[Start of Attachment]

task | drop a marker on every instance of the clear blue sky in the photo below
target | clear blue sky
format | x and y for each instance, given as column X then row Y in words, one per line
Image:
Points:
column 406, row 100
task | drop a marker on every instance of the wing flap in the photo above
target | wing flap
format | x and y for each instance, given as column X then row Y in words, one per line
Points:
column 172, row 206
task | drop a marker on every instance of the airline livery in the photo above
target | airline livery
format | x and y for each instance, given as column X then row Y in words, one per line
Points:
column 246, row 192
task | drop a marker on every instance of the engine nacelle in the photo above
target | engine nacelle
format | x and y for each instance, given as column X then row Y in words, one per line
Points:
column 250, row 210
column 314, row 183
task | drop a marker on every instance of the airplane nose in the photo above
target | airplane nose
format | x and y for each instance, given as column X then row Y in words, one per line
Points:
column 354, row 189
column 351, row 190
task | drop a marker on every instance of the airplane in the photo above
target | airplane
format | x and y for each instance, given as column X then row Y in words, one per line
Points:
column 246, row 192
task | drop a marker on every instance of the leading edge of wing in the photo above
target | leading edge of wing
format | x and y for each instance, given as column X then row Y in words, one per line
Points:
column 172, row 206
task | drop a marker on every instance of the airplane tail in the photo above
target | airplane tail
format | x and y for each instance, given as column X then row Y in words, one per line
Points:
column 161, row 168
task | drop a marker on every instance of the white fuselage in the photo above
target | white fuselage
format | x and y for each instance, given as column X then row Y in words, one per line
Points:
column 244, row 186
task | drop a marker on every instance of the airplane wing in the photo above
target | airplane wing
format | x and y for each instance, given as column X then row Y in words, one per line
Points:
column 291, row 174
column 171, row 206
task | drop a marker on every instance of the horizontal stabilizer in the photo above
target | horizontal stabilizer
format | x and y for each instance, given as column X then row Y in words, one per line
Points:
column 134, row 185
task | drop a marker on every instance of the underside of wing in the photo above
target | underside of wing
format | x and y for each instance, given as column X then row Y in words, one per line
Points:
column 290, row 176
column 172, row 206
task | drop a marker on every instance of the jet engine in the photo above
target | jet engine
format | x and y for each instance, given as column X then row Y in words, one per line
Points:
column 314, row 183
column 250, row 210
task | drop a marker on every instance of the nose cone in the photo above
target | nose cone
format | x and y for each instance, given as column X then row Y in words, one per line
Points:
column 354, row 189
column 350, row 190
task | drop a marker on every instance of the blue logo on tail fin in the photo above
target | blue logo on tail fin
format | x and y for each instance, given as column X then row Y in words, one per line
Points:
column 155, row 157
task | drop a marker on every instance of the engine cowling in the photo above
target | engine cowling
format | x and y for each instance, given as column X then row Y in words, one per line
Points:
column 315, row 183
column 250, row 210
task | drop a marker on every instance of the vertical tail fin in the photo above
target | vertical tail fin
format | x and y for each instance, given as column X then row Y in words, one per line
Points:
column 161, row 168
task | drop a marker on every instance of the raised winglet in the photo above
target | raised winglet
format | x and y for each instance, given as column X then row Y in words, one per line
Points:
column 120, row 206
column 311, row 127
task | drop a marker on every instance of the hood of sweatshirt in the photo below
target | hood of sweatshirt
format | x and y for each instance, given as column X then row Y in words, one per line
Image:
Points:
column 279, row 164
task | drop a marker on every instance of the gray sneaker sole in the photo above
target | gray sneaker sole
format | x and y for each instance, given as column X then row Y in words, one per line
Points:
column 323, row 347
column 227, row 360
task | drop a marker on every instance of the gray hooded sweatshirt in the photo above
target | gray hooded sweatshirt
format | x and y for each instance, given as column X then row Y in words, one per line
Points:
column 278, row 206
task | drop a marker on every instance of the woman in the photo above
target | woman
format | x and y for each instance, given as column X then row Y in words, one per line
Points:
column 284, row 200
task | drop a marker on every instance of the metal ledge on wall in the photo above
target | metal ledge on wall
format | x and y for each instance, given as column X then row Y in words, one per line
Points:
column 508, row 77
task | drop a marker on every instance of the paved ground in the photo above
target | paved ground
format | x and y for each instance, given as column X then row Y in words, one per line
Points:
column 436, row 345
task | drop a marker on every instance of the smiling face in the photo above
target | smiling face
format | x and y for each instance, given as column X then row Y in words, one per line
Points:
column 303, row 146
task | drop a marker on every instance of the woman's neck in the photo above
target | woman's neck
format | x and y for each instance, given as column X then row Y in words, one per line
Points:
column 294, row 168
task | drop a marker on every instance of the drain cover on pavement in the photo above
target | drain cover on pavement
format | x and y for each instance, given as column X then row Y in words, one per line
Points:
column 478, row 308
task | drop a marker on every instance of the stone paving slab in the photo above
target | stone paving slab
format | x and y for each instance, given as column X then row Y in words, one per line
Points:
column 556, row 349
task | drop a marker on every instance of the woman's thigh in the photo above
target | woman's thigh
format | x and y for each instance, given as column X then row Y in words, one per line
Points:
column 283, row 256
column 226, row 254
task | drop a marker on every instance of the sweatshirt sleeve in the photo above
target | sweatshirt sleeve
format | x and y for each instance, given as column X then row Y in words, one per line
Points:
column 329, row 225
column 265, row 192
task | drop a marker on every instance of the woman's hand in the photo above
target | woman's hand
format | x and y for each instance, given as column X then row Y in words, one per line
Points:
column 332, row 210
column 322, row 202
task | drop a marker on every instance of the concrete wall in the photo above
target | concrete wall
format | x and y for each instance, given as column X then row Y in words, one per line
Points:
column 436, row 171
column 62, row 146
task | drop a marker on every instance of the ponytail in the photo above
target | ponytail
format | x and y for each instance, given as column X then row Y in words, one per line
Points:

[End of Attachment]

Your instructions: Copy each line of the material where "nacelle" is found.

Solution to this exercise:
task | drop a marker on every instance of the engine nacelle in the photo above
target | engine nacelle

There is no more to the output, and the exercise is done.